● Exercise objective: State how many lines of the items below contain the word "cloud" and give nothing but that number.

○ ○ ○ ○

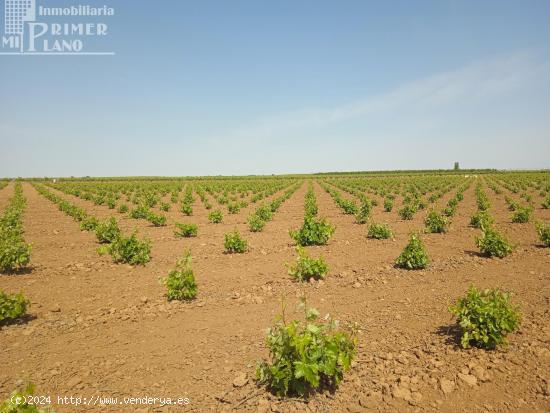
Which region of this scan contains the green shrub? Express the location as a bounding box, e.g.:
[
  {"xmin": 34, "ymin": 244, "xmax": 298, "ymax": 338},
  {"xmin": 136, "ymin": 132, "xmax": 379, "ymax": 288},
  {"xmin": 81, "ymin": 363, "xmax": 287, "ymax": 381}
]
[
  {"xmin": 304, "ymin": 182, "xmax": 319, "ymax": 217},
  {"xmin": 512, "ymin": 206, "xmax": 533, "ymax": 223},
  {"xmin": 536, "ymin": 222, "xmax": 550, "ymax": 247},
  {"xmin": 288, "ymin": 247, "xmax": 328, "ymax": 281},
  {"xmin": 256, "ymin": 301, "xmax": 357, "ymax": 396},
  {"xmin": 208, "ymin": 209, "xmax": 223, "ymax": 224},
  {"xmin": 80, "ymin": 216, "xmax": 99, "ymax": 231},
  {"xmin": 0, "ymin": 236, "xmax": 31, "ymax": 272},
  {"xmin": 476, "ymin": 228, "xmax": 513, "ymax": 258},
  {"xmin": 248, "ymin": 214, "xmax": 265, "ymax": 232},
  {"xmin": 223, "ymin": 229, "xmax": 248, "ymax": 254},
  {"xmin": 0, "ymin": 290, "xmax": 29, "ymax": 322},
  {"xmin": 395, "ymin": 234, "xmax": 428, "ymax": 270},
  {"xmin": 470, "ymin": 211, "xmax": 495, "ymax": 228},
  {"xmin": 130, "ymin": 204, "xmax": 149, "ymax": 219},
  {"xmin": 424, "ymin": 209, "xmax": 447, "ymax": 233},
  {"xmin": 162, "ymin": 251, "xmax": 197, "ymax": 301},
  {"xmin": 367, "ymin": 222, "xmax": 393, "ymax": 239},
  {"xmin": 95, "ymin": 217, "xmax": 120, "ymax": 244},
  {"xmin": 450, "ymin": 286, "xmax": 521, "ymax": 350},
  {"xmin": 443, "ymin": 206, "xmax": 456, "ymax": 217},
  {"xmin": 256, "ymin": 205, "xmax": 273, "ymax": 222},
  {"xmin": 180, "ymin": 201, "xmax": 193, "ymax": 216},
  {"xmin": 174, "ymin": 222, "xmax": 198, "ymax": 238},
  {"xmin": 103, "ymin": 232, "xmax": 151, "ymax": 265},
  {"xmin": 398, "ymin": 204, "xmax": 417, "ymax": 221},
  {"xmin": 355, "ymin": 199, "xmax": 372, "ymax": 224},
  {"xmin": 290, "ymin": 216, "xmax": 335, "ymax": 247},
  {"xmin": 147, "ymin": 212, "xmax": 166, "ymax": 227}
]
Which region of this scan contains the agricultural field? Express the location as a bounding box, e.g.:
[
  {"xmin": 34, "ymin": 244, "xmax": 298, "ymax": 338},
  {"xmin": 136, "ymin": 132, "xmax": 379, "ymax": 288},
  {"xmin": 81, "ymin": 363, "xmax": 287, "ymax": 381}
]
[{"xmin": 0, "ymin": 171, "xmax": 550, "ymax": 413}]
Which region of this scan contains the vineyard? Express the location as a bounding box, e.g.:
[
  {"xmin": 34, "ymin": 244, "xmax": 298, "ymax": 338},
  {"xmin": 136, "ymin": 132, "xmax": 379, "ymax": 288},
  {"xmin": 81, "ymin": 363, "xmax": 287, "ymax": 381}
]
[{"xmin": 0, "ymin": 171, "xmax": 550, "ymax": 412}]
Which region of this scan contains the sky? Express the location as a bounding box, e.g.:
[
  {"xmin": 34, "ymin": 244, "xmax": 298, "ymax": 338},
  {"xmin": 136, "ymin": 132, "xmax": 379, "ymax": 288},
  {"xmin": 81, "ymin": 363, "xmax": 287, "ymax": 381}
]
[{"xmin": 0, "ymin": 0, "xmax": 550, "ymax": 177}]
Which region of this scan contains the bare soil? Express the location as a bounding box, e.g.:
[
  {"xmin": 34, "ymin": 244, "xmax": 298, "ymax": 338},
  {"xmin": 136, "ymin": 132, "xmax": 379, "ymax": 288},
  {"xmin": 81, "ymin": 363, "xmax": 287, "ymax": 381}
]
[{"xmin": 0, "ymin": 183, "xmax": 550, "ymax": 412}]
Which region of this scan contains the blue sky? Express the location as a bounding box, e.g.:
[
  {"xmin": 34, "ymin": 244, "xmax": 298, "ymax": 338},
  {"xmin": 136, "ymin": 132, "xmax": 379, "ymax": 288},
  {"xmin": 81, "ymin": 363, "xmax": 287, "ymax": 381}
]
[{"xmin": 0, "ymin": 0, "xmax": 550, "ymax": 176}]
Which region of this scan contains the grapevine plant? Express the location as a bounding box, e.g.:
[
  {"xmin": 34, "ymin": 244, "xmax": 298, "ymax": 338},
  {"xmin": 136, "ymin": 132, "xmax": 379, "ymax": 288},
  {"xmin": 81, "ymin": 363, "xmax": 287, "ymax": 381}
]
[{"xmin": 256, "ymin": 299, "xmax": 357, "ymax": 397}]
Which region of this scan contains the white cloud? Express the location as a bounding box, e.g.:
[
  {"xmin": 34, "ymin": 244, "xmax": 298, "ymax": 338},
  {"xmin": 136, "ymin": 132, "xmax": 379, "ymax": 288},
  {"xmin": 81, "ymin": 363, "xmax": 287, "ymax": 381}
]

○ ○ ○ ○

● Full output: 1